### WORK INSTRUCTIONS
Please reproduce the data below exactly, from the first line through the line containing "point: meerkat dark", and leave every later line out.

### DATA SHOWN
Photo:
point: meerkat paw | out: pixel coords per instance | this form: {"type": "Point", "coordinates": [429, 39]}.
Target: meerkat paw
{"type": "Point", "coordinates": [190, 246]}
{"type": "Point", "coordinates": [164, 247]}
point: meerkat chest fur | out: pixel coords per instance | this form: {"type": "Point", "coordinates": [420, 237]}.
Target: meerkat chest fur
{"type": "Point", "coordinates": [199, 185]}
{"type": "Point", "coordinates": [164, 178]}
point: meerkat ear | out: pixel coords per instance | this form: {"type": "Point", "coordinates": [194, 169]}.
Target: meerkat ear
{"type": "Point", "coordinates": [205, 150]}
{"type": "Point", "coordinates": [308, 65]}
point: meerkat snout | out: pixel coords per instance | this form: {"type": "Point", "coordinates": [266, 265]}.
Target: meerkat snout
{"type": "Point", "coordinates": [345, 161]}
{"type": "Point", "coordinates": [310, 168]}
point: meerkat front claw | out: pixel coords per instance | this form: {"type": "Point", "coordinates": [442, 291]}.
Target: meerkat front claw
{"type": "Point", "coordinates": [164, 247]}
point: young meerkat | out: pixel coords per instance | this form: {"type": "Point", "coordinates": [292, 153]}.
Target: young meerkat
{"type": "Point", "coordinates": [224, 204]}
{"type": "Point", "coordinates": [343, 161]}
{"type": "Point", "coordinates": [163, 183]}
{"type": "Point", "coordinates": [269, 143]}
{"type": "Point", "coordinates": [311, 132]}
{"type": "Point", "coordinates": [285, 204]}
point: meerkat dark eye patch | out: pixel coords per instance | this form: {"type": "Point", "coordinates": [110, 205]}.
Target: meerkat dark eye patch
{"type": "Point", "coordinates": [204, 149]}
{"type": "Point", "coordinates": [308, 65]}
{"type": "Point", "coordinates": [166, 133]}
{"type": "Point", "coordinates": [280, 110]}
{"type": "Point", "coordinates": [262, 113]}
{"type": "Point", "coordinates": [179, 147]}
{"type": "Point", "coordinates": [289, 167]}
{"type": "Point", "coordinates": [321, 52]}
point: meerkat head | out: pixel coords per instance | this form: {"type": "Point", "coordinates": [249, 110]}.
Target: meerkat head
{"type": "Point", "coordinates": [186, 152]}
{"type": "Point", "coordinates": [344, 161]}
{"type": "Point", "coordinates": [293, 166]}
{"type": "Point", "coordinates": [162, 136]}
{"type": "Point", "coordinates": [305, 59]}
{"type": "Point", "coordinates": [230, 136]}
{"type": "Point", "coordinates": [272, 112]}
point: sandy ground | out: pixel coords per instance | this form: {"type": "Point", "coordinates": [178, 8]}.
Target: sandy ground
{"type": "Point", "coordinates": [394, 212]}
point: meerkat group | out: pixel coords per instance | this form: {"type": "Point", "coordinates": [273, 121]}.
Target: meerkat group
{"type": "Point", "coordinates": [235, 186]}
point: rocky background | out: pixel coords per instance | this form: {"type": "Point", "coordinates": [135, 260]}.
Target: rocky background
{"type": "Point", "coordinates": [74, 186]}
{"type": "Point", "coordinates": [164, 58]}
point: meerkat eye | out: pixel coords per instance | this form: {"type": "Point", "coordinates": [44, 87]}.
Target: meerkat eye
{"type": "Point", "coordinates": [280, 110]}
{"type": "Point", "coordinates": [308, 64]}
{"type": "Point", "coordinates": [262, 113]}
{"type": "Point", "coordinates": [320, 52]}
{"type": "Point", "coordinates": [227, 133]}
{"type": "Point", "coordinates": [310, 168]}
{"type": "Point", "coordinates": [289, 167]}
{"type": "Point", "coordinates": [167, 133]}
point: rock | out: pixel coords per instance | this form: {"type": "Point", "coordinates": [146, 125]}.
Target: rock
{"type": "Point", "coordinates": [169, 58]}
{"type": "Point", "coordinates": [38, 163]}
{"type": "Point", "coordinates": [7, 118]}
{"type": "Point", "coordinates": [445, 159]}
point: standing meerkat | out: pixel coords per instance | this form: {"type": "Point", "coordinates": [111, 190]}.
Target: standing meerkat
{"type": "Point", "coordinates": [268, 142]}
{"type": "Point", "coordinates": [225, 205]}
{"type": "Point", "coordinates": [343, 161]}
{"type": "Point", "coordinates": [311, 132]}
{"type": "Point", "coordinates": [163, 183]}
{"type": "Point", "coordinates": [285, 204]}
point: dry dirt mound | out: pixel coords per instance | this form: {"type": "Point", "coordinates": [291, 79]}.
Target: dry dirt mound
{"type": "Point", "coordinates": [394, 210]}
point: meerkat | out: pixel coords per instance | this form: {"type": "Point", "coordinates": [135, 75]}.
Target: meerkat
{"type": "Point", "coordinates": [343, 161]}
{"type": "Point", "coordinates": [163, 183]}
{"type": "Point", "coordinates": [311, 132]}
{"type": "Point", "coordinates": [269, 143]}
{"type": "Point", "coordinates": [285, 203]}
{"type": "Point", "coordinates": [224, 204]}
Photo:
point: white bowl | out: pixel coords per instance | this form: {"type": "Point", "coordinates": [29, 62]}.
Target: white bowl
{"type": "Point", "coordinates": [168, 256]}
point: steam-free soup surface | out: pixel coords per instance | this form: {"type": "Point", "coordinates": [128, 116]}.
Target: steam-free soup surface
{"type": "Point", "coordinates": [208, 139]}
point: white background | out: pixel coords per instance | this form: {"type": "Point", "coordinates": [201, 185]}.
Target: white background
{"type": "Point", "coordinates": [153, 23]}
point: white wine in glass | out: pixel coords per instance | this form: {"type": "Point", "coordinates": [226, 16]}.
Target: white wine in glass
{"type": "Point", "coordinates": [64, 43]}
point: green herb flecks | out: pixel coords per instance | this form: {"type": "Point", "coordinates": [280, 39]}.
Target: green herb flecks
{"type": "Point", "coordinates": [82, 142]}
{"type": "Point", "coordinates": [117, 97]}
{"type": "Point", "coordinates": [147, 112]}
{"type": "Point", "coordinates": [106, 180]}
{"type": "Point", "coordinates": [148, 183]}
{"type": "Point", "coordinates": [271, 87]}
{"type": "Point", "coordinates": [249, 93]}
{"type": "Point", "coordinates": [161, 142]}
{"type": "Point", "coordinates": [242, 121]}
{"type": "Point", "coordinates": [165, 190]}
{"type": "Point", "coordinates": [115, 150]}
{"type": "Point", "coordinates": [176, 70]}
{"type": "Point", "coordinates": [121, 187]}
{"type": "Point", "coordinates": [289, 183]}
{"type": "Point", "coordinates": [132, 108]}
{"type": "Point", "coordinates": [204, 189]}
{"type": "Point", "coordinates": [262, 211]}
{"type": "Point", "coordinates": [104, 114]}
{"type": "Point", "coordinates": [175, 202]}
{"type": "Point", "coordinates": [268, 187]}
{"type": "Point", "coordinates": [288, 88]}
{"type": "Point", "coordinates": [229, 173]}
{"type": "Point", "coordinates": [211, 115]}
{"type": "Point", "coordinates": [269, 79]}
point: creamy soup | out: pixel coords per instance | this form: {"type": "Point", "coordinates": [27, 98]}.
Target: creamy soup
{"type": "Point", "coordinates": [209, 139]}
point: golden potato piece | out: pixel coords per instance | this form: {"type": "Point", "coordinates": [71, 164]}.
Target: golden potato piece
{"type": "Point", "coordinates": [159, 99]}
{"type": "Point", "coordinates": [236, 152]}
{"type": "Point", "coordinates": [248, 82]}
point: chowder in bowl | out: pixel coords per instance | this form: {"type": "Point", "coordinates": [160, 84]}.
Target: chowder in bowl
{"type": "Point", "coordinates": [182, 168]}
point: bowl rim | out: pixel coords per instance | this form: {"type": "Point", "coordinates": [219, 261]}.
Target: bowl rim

### OUTPUT BELOW
Photo:
point: meerkat paw | out: pixel coords per instance | this form: {"type": "Point", "coordinates": [429, 39]}.
Target: meerkat paw
{"type": "Point", "coordinates": [190, 246]}
{"type": "Point", "coordinates": [164, 247]}
point: meerkat chest fur | out: pixel coords per instance | this form: {"type": "Point", "coordinates": [420, 237]}.
Target: meerkat chest fur
{"type": "Point", "coordinates": [199, 185]}
{"type": "Point", "coordinates": [164, 178]}
point: meerkat ear | out: pixel coords per instance | this form: {"type": "Point", "coordinates": [194, 169]}.
Target: meerkat ear
{"type": "Point", "coordinates": [205, 150]}
{"type": "Point", "coordinates": [308, 65]}
point: meerkat snout | out: pixel coords per instance | this form: {"type": "Point", "coordinates": [266, 265]}.
Target: meerkat snout
{"type": "Point", "coordinates": [345, 161]}
{"type": "Point", "coordinates": [310, 168]}
point: meerkat front claw | out: pixel coords per instance | this form: {"type": "Point", "coordinates": [442, 291]}.
Target: meerkat front claw
{"type": "Point", "coordinates": [164, 247]}
point: young meerkat | out: pixel coords per instance | this form: {"type": "Point", "coordinates": [292, 153]}.
Target: young meerkat
{"type": "Point", "coordinates": [224, 204]}
{"type": "Point", "coordinates": [343, 161]}
{"type": "Point", "coordinates": [163, 183]}
{"type": "Point", "coordinates": [269, 143]}
{"type": "Point", "coordinates": [311, 132]}
{"type": "Point", "coordinates": [285, 204]}
point: meerkat dark eye patch | out: pixel coords per instance | this form: {"type": "Point", "coordinates": [110, 205]}.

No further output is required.